*Task prompt*. Can you write out the listing below word for word, from its first line through the line containing "positive clicks: (88, 144)", including that line, and leave out the pictures?

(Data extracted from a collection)
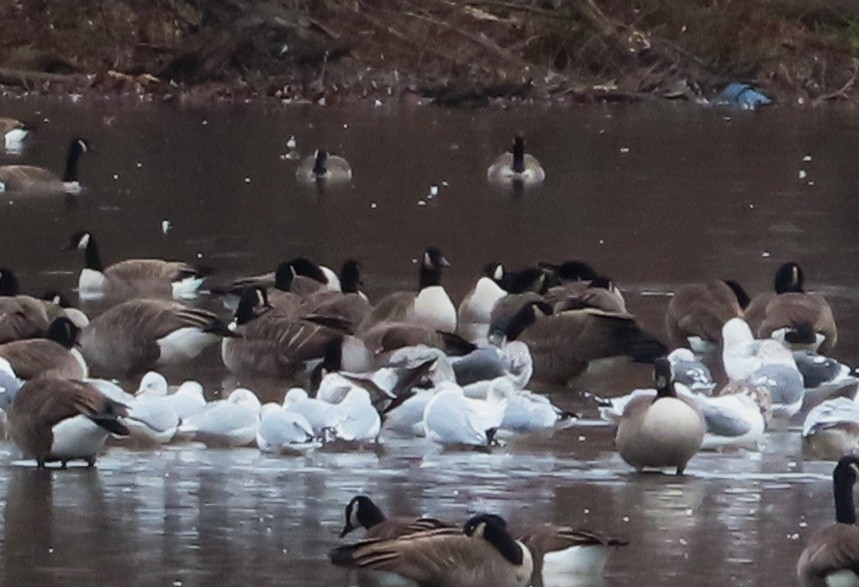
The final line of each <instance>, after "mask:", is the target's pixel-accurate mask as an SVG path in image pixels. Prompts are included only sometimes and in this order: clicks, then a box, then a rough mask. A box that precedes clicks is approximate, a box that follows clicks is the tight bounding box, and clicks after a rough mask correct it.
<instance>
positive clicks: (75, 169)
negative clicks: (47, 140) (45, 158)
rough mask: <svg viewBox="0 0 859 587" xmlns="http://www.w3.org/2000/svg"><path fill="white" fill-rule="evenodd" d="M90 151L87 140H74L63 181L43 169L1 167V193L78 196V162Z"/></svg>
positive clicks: (88, 144)
mask: <svg viewBox="0 0 859 587" xmlns="http://www.w3.org/2000/svg"><path fill="white" fill-rule="evenodd" d="M88 150H89V143H88V142H87V141H86V139H74V140H72V142H71V145H69V152H68V158H67V160H66V171H65V173H64V174H63V178H62V179H60V178H59V177H57V176H56V175H55V174H54V173H53V172H51V171H48V170H47V169H44V168H43V167H36V166H33V165H0V192H6V193H8V194H12V193H30V192H32V193H65V194H70V195H74V196H76V195H78V194H80V193H81V191H82V189H81V185H80V183H78V160H79V159H80V156H81V155H83V154H84V153H86V152H87V151H88Z"/></svg>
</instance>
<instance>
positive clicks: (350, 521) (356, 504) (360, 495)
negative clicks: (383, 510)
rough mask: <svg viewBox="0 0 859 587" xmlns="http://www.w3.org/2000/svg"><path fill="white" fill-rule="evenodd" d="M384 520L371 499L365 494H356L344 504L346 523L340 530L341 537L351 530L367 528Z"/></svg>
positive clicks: (384, 518) (379, 522) (340, 537)
mask: <svg viewBox="0 0 859 587" xmlns="http://www.w3.org/2000/svg"><path fill="white" fill-rule="evenodd" d="M384 521H385V514H383V513H382V510H381V509H379V506H377V505H376V504H375V503H373V500H372V499H370V498H369V497H367V496H366V495H356V496H355V497H353V498H352V499H351V500H350V501H349V503H348V504H346V523H345V525H344V526H343V530H342V531H341V532H340V538H343V537H344V536H346V535H347V534H349V532H351V531H352V530H357V529H358V528H365V529H367V530H369V529H370V528H372V527H373V526H375V525H377V524H380V523H382V522H384Z"/></svg>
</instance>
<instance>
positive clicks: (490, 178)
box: [486, 134, 546, 186]
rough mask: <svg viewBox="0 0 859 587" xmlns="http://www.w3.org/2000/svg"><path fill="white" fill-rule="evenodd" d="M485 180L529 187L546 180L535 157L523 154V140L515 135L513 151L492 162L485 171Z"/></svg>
mask: <svg viewBox="0 0 859 587" xmlns="http://www.w3.org/2000/svg"><path fill="white" fill-rule="evenodd" d="M486 179H488V180H489V182H490V183H497V184H510V183H512V184H514V185H517V184H518V185H520V186H530V185H536V184H538V183H540V182H541V181H543V180H544V179H546V172H545V171H543V168H542V167H541V166H540V162H539V161H537V158H536V157H534V156H533V155H531V154H529V153H526V152H525V139H524V138H523V137H522V135H518V134H517V135H516V136H515V137H514V138H513V151H512V152H507V153H504V154H502V155H499V156H498V157H497V158H496V159H495V161H493V162H492V165H490V166H489V169H487V170H486Z"/></svg>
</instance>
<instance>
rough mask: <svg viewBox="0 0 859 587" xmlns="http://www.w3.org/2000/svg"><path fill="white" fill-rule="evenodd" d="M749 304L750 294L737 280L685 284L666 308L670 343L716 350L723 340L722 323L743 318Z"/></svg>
mask: <svg viewBox="0 0 859 587" xmlns="http://www.w3.org/2000/svg"><path fill="white" fill-rule="evenodd" d="M748 304H749V296H748V294H746V292H745V291H744V290H743V288H742V287H740V285H739V284H738V283H736V282H734V281H709V282H707V283H692V284H687V285H683V286H681V287H680V288H678V289H677V291H676V292H675V293H674V296H673V297H672V298H671V301H670V302H668V308H667V309H666V310H665V329H666V330H667V331H668V342H669V345H670V346H671V347H672V348H681V347H682V348H691V349H692V350H693V351H696V352H698V353H706V352H711V351H713V350H716V349H717V348H718V347H719V345H720V344H721V343H722V326H723V325H724V324H725V322H727V321H728V320H730V319H731V318H738V317H742V316H743V310H744V308H746V306H748Z"/></svg>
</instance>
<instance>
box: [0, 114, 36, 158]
mask: <svg viewBox="0 0 859 587" xmlns="http://www.w3.org/2000/svg"><path fill="white" fill-rule="evenodd" d="M0 134H2V135H3V141H4V145H5V149H6V151H7V152H9V153H20V152H21V151H22V150H23V148H24V139H26V138H27V135H29V134H30V131H29V129H28V128H27V127H26V126H25V125H24V123H23V122H21V121H20V120H15V119H14V118H0Z"/></svg>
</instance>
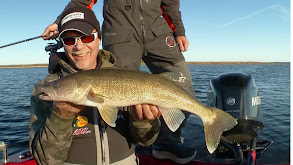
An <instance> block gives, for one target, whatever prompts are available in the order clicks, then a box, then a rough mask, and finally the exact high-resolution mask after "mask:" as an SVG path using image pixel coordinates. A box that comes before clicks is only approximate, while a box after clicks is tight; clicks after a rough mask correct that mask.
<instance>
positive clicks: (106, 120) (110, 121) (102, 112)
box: [98, 106, 118, 127]
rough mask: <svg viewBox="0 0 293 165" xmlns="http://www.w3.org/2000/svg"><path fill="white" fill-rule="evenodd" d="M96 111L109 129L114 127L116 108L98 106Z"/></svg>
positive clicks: (115, 126)
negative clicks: (98, 112) (108, 125)
mask: <svg viewBox="0 0 293 165" xmlns="http://www.w3.org/2000/svg"><path fill="white" fill-rule="evenodd" d="M98 110H99V112H100V114H101V116H102V118H103V120H104V121H105V122H106V123H107V124H108V125H109V126H111V127H116V120H117V114H118V109H117V108H116V107H105V106H99V107H98Z"/></svg>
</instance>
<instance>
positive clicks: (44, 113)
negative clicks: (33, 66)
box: [30, 7, 160, 165]
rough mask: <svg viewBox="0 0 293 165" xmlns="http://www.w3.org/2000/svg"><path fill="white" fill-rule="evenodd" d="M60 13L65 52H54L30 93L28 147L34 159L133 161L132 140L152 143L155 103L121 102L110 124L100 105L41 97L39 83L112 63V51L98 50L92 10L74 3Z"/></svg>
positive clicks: (110, 163) (133, 158) (101, 160)
mask: <svg viewBox="0 0 293 165" xmlns="http://www.w3.org/2000/svg"><path fill="white" fill-rule="evenodd" d="M61 17H62V21H61V23H60V25H59V31H60V35H59V38H60V40H61V41H62V43H63V45H64V50H65V53H59V54H58V56H57V55H56V57H54V59H55V63H54V64H55V66H50V67H53V68H54V73H52V74H49V75H48V76H47V77H46V78H45V79H44V80H42V81H40V82H39V83H37V84H36V85H35V88H34V90H33V93H32V97H31V119H30V148H31V150H32V153H33V155H34V158H35V159H36V161H37V163H38V164H63V163H65V164H66V163H67V164H127V165H131V164H137V163H138V160H137V157H136V155H135V152H134V151H135V150H134V149H135V146H134V144H135V143H138V144H140V145H150V144H152V143H153V142H154V141H155V140H156V138H157V136H158V134H159V131H160V120H159V119H158V118H157V117H158V115H159V114H160V113H159V111H158V109H157V108H156V107H155V106H154V105H149V104H137V105H136V106H131V107H127V108H121V111H119V112H116V113H115V114H114V116H116V118H115V121H114V123H112V124H113V125H112V126H113V127H110V126H108V125H107V124H106V123H105V122H104V120H103V119H102V118H104V116H102V115H104V114H102V113H99V107H98V109H97V107H89V106H85V105H77V104H74V103H72V102H70V101H62V100H60V101H56V100H54V101H44V100H40V99H39V97H41V96H40V95H42V91H41V87H42V86H44V85H45V84H47V83H48V82H51V81H53V80H56V79H59V78H62V77H64V76H66V75H70V74H72V73H75V72H81V71H85V70H91V69H96V70H98V69H99V68H107V67H113V66H114V64H115V57H114V55H113V54H112V53H110V52H108V51H105V50H99V46H100V39H101V33H100V26H99V22H98V20H97V19H96V17H95V15H94V13H93V12H92V11H91V10H89V9H87V8H84V7H73V8H70V9H68V10H66V11H64V12H63V14H62V15H61ZM51 58H52V57H51ZM50 65H53V63H50ZM113 92H114V91H113ZM64 93H66V91H64ZM93 95H94V93H93ZM110 113H111V112H110ZM107 115H111V114H107ZM116 119H117V120H116ZM114 126H115V127H114Z"/></svg>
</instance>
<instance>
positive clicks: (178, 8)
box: [161, 0, 189, 51]
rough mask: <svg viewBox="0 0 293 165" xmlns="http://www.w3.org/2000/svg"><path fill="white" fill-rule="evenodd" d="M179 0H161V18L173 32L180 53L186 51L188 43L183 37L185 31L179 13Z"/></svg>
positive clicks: (188, 42) (180, 17) (188, 43)
mask: <svg viewBox="0 0 293 165" xmlns="http://www.w3.org/2000/svg"><path fill="white" fill-rule="evenodd" d="M179 6H180V1H179V0H162V3H161V9H162V12H163V17H164V18H165V19H166V21H167V22H168V24H169V26H170V27H171V28H172V30H173V32H174V36H175V37H176V41H177V43H178V45H179V48H180V50H181V51H187V49H188V46H189V42H188V40H187V38H186V36H185V29H184V25H183V22H182V19H181V12H180V11H179Z"/></svg>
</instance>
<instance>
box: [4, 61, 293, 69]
mask: <svg viewBox="0 0 293 165" xmlns="http://www.w3.org/2000/svg"><path fill="white" fill-rule="evenodd" d="M186 63H187V64H188V65H257V64H279V63H289V64H290V62H186ZM141 65H145V64H144V63H143V62H142V63H141ZM47 67H48V64H23V65H0V69H2V68H47Z"/></svg>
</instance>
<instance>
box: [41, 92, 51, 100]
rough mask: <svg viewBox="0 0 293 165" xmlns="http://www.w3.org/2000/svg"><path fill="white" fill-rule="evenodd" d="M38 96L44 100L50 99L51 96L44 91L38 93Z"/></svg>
mask: <svg viewBox="0 0 293 165" xmlns="http://www.w3.org/2000/svg"><path fill="white" fill-rule="evenodd" d="M39 98H40V99H41V100H45V101H52V98H51V97H50V96H49V95H48V94H47V93H45V92H42V93H41V94H40V95H39Z"/></svg>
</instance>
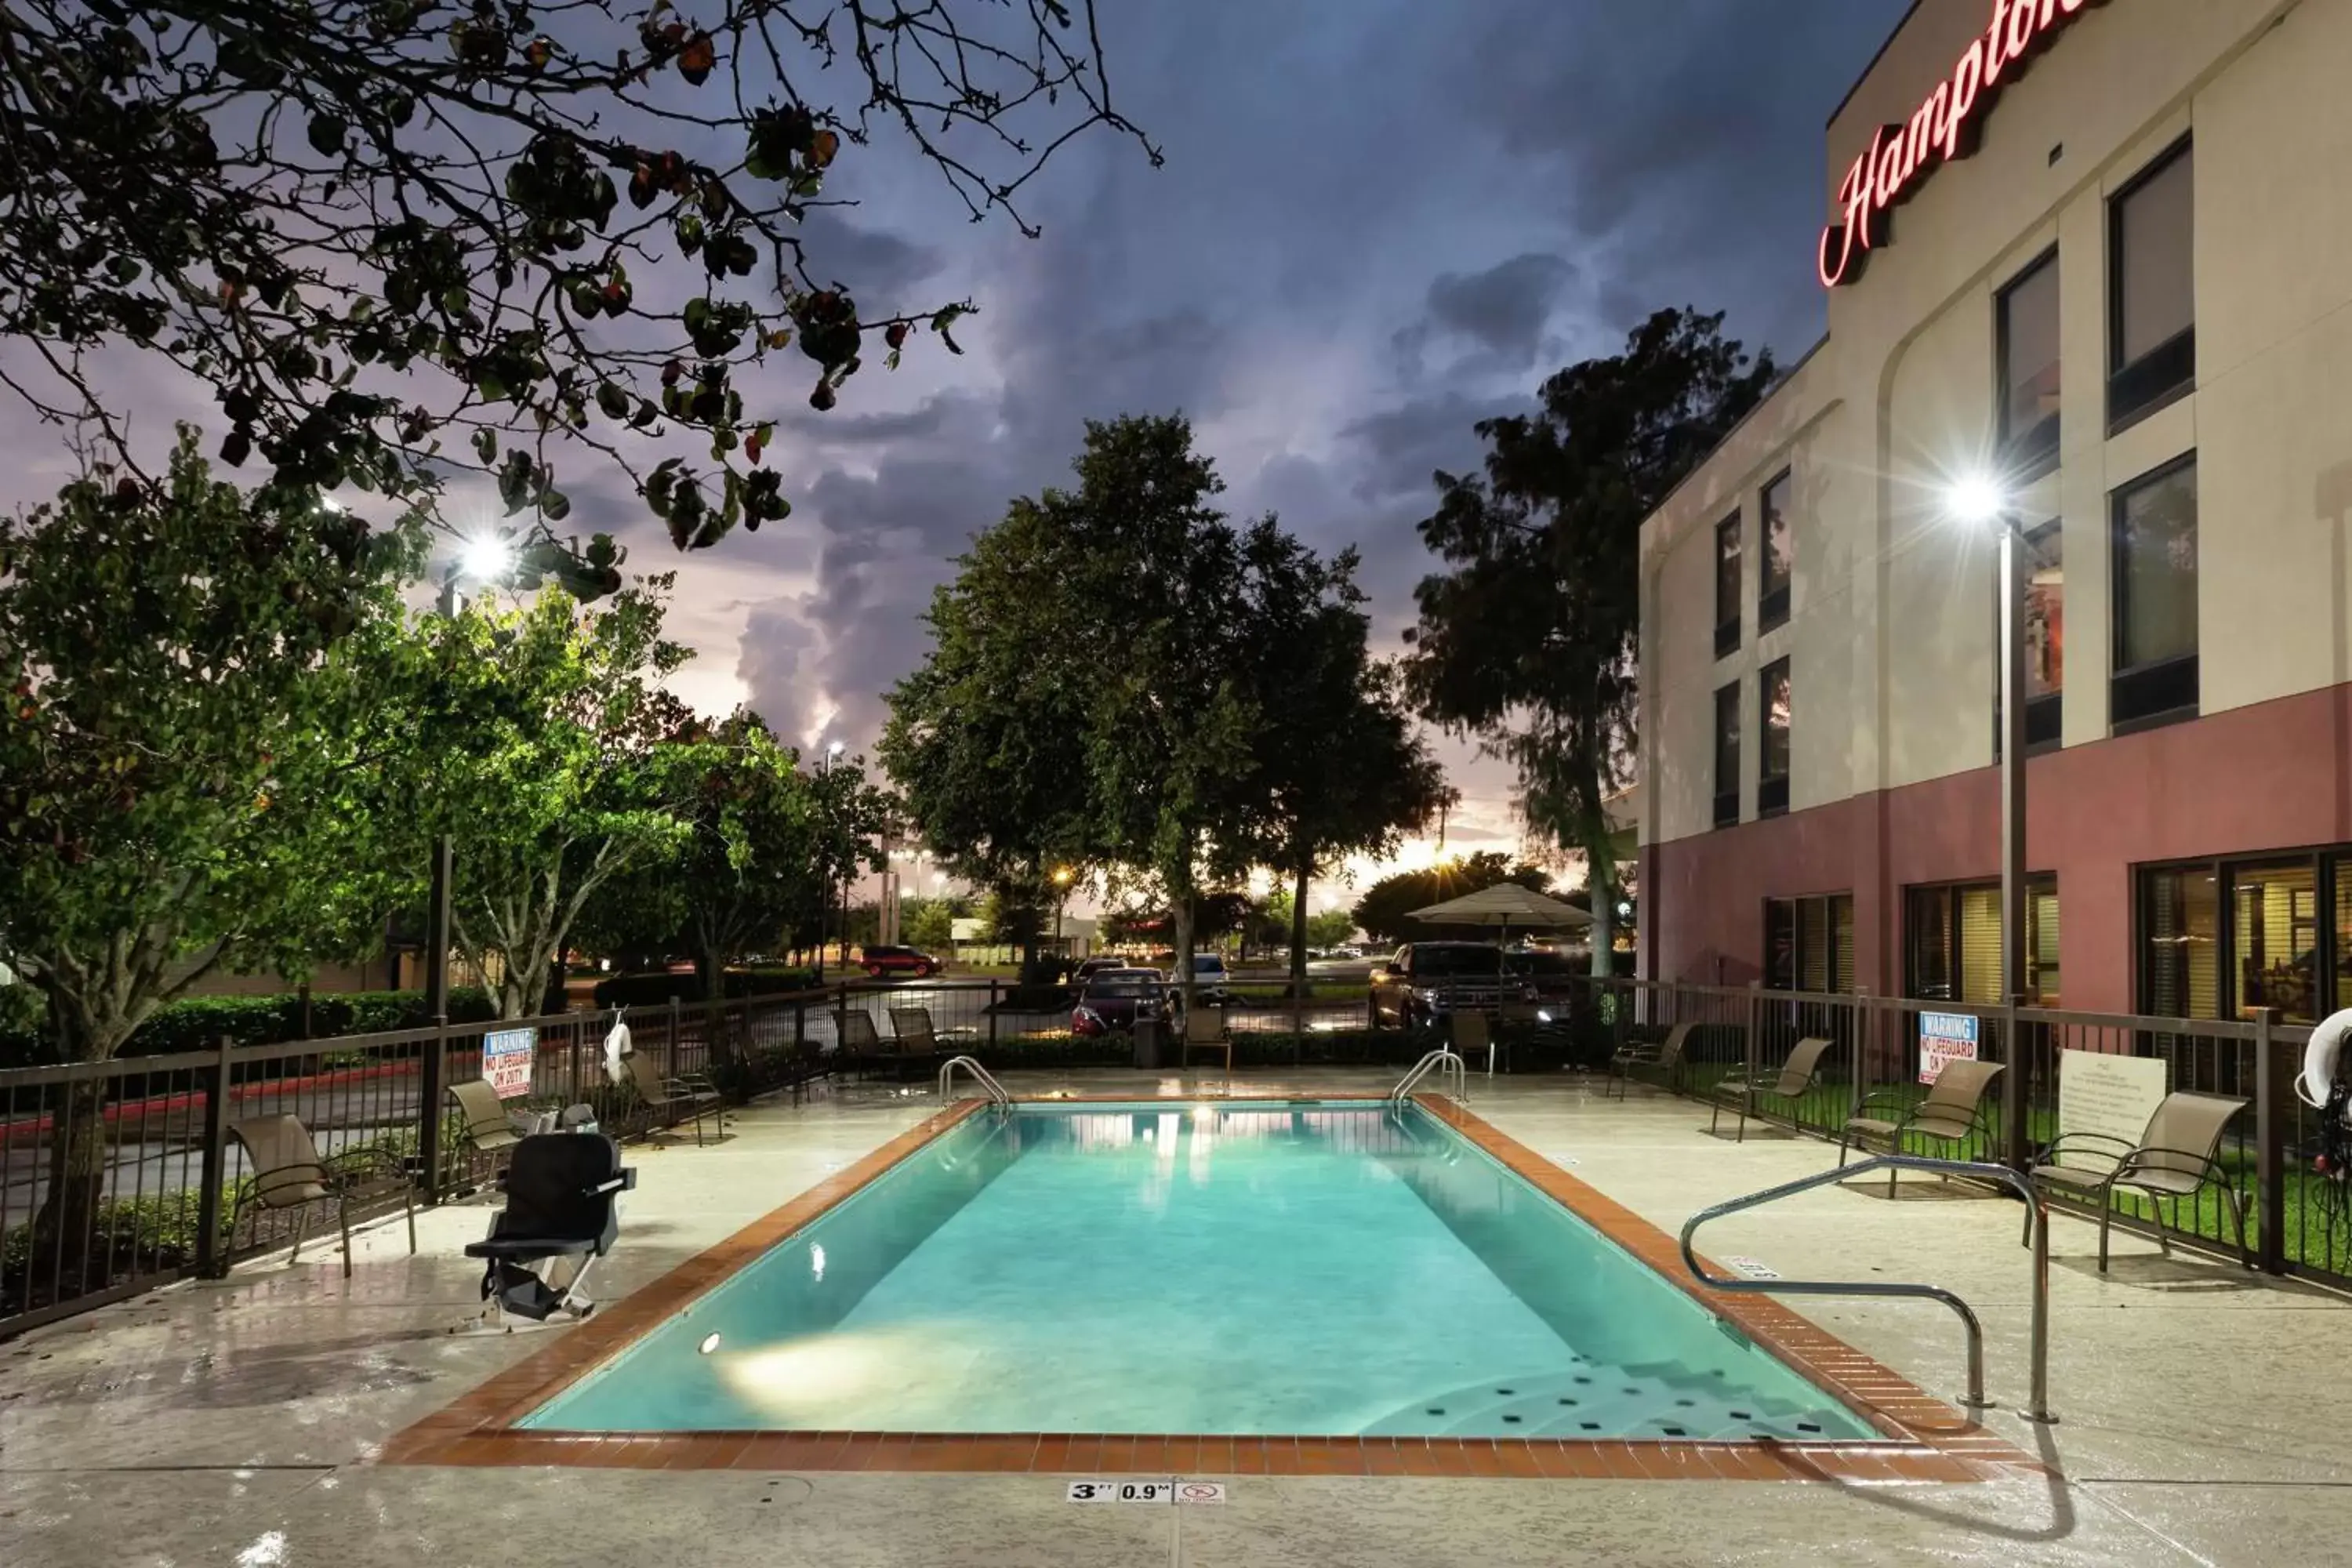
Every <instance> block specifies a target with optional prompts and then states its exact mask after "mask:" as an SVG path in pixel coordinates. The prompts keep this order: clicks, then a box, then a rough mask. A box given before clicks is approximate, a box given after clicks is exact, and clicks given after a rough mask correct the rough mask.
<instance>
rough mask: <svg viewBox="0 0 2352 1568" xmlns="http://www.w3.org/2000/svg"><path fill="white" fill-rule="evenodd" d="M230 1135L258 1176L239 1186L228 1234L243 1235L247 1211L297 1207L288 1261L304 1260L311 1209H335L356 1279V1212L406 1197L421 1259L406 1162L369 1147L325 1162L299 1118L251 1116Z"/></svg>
mask: <svg viewBox="0 0 2352 1568" xmlns="http://www.w3.org/2000/svg"><path fill="white" fill-rule="evenodd" d="M228 1135H230V1138H235V1140H238V1145H240V1147H242V1150H245V1159H247V1164H252V1168H254V1173H252V1178H247V1180H245V1182H240V1185H238V1201H235V1204H233V1206H230V1211H228V1234H230V1237H235V1234H238V1220H242V1218H245V1211H247V1208H292V1211H294V1248H292V1251H289V1253H287V1262H294V1260H299V1258H301V1241H303V1237H306V1234H308V1229H310V1206H313V1204H327V1201H332V1204H334V1222H336V1229H341V1232H343V1279H350V1208H353V1204H365V1201H372V1199H381V1197H390V1194H395V1192H397V1194H400V1208H402V1211H405V1213H407V1220H409V1255H412V1258H414V1255H416V1199H414V1187H416V1182H414V1178H412V1175H409V1173H407V1171H405V1168H402V1166H400V1159H397V1157H393V1154H388V1152H386V1150H381V1147H374V1145H365V1147H353V1150H343V1152H341V1154H329V1157H325V1159H320V1152H318V1145H315V1143H310V1128H306V1126H303V1124H301V1119H299V1117H294V1114H275V1117H247V1119H245V1121H233V1124H230V1126H228Z"/></svg>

*Answer box*.
The final line of each <instance>, after "mask:", is the target's pixel-accurate mask as an SVG path in image pixels. Prompts are included only sometimes and in this order: clicks, then a box, then a rough mask. A box that precedes clicks is approximate, a box that follows clicks is the tight bounding box, and clicks after a rough mask correct it.
<instance>
positive clicks: (75, 169)
negative clicks: (47, 140) (45, 158)
rough mask: <svg viewBox="0 0 859 587" xmlns="http://www.w3.org/2000/svg"><path fill="white" fill-rule="evenodd" d="M90 151L87 140H74L63 181L43 169L1 167V193L78 196V162Z"/></svg>
positive clicks: (88, 144)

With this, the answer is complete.